### DESCRIPTION OF THE TASK:
Set out every line of the entries below as a numbered list, leaving out any blank lines.

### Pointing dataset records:
● ● ● ●

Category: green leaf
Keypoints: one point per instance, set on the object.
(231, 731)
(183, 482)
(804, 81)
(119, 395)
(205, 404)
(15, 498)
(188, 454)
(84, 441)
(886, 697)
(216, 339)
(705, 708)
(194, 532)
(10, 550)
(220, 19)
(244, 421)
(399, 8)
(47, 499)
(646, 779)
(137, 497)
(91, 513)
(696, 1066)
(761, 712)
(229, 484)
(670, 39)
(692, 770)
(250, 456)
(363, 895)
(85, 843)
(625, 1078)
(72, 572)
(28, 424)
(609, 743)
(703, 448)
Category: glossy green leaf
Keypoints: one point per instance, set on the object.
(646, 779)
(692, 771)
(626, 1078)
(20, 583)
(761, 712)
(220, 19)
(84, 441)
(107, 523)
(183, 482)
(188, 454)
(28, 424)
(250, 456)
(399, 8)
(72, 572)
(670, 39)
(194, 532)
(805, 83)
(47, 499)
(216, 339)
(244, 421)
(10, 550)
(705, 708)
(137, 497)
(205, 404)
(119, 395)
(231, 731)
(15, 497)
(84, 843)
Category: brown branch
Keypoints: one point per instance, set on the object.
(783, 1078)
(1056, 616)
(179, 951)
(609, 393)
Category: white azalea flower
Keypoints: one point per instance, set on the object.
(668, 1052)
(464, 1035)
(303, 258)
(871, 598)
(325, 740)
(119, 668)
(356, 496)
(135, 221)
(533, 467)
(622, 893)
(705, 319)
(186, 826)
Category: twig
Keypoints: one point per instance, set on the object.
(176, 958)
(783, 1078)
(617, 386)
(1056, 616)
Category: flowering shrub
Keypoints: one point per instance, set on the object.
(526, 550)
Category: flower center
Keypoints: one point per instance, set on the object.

● ● ● ●

### PROBLEM SOLUTION:
1. Category: green leaf
2. Keypoints: one point per instance, set on the object.
3. (231, 731)
4. (183, 482)
5. (804, 81)
6. (119, 395)
7. (205, 404)
8. (15, 498)
9. (188, 454)
10. (84, 441)
11. (886, 697)
12. (216, 339)
13. (705, 708)
14. (194, 532)
15. (10, 550)
16. (220, 19)
17. (244, 421)
18. (399, 8)
19. (47, 499)
20. (646, 779)
21. (137, 497)
22. (91, 513)
23. (696, 1066)
24. (761, 712)
25. (229, 484)
26. (670, 39)
27. (692, 770)
28. (250, 456)
29. (363, 895)
30. (85, 843)
31. (625, 1078)
32. (72, 572)
33. (28, 424)
34. (609, 743)
35. (703, 448)
36. Category: glossy green leaf
37. Keypoints: one point per instance, set on the object.
38. (646, 779)
39. (692, 771)
40. (626, 1078)
41. (20, 583)
42. (761, 712)
43. (220, 19)
44. (84, 441)
45. (107, 523)
46. (183, 482)
47. (188, 454)
48. (28, 424)
49. (250, 456)
50. (399, 8)
51. (72, 572)
52. (670, 39)
53. (194, 532)
54. (805, 83)
55. (47, 499)
56. (216, 339)
57. (244, 421)
58. (10, 550)
59. (705, 708)
60. (137, 497)
61. (205, 404)
62. (119, 395)
63. (231, 731)
64. (15, 497)
65. (84, 843)
66. Category: brown branch
67. Keypoints: one point per instance, set on the object.
68. (783, 1078)
69. (1056, 616)
70. (179, 951)
71. (609, 393)
72. Category: white azalea flower
73. Keypoints: one point per instance, set on the object.
74. (668, 1052)
75. (464, 1035)
76. (303, 258)
77. (871, 598)
78. (325, 740)
79. (119, 668)
80. (356, 496)
81. (135, 221)
82. (533, 467)
83. (622, 893)
84. (705, 319)
85. (186, 826)
86. Category: twig
87. Keypoints: one point per instance, set on the object.
88. (176, 958)
89. (783, 1078)
90. (617, 386)
91. (1056, 616)
92. Category: flowering shrub
93. Keypoints: one point per instance, set on the object.
94. (526, 550)
95. Category: flower center
96. Keypoints: one point per instance, set on the object.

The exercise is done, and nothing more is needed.